**Условие задания:** Изложите в двух предложениях фрагмент о пьесе З. Вернера «Двадцать четвертое февраля».

Заслуживает внимания и другой литературный пример, находящийся, вроде бы, за пределами восточнославянского культурного региона, – пьеса немецкого романтика З. Вернера «Двадцать четвертое февраля» (1815, русский перевод 1832) [192] . Содержание пьесы, ставшей родоначальницей особой разновидности романтической драматургии – «трагедии рока», – печальная участь семейства Кунца Курута, некогда проклятого его отцом, на которого Кунц в гневе поднял руку. Следствием проклятия явилось то, что единственный сын Кунца Курт в детстве стал невольным убийцей сестры (он играл с ней в повара и курицу), в свою очередь был проклят отцом, бежал из дома и через много лет, вернувшись, пал от отцовской руки, ибо был принят за грабителя. Казалось бы, перед нами явный пример типологического сходства фабул, порожденного сходством простонародного быта, когда дети с малолетства видели забой домашних животных. Однако обращает на себя внимание приуроченность всех бедствий проклятого семейства к определенной дате – двадцать четвертому февраля (напомним, что праведные отроки Иоанн и Иаков Менюшские вспоминаются церковью двадцать четвертого июня) [193] . Кроме того, З. Вернер (1768–1823), выросший в семье профессора истории, был уроженцем Восточной Пруссии, что не так уж далеко от новгородских пределов, где и процветал культ малолетних страстотерпцев. Не исключено поэтому, что в пьесе немецкого романтика нашли свое преломленное отражение отголоски севернорусской семейной трагедии.
192
Анализ этого образцового в своем роде произведения см.: Манн Ю. В. Поэтика русского романтизма. М., 1976. С. 293–296.

**Предоставленный материал:**

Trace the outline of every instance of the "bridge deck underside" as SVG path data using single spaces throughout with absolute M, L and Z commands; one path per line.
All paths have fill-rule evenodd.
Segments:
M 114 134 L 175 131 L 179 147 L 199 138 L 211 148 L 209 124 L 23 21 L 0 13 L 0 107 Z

**Письменное решение:** Пьеса немецкого романтика З. Вернера «Двадцать четвертое февраля», ставшая родоначальницей «трагедии рока», повествует о семействе проклятого отцом Кунца Курута: его сын Курт в детстве невольно убил сестру, был проклят отцом, бежал из дома и, вернувшись через много лет, пал от отцовской руки, так как его приняли за грабителя. Хотя это, казалось бы, пример типологического сходства фабул, порожденного сходством простонародного быта, приуроченность всех бедствий к одной дате и происхождение Вернера из Восточной Пруссии, недалеко от новгородских пределов, где процветал культ малолетних страстотерпцев, позволяют допустить, что в пьесе отразились отголоски севернорусской семейной трагедии.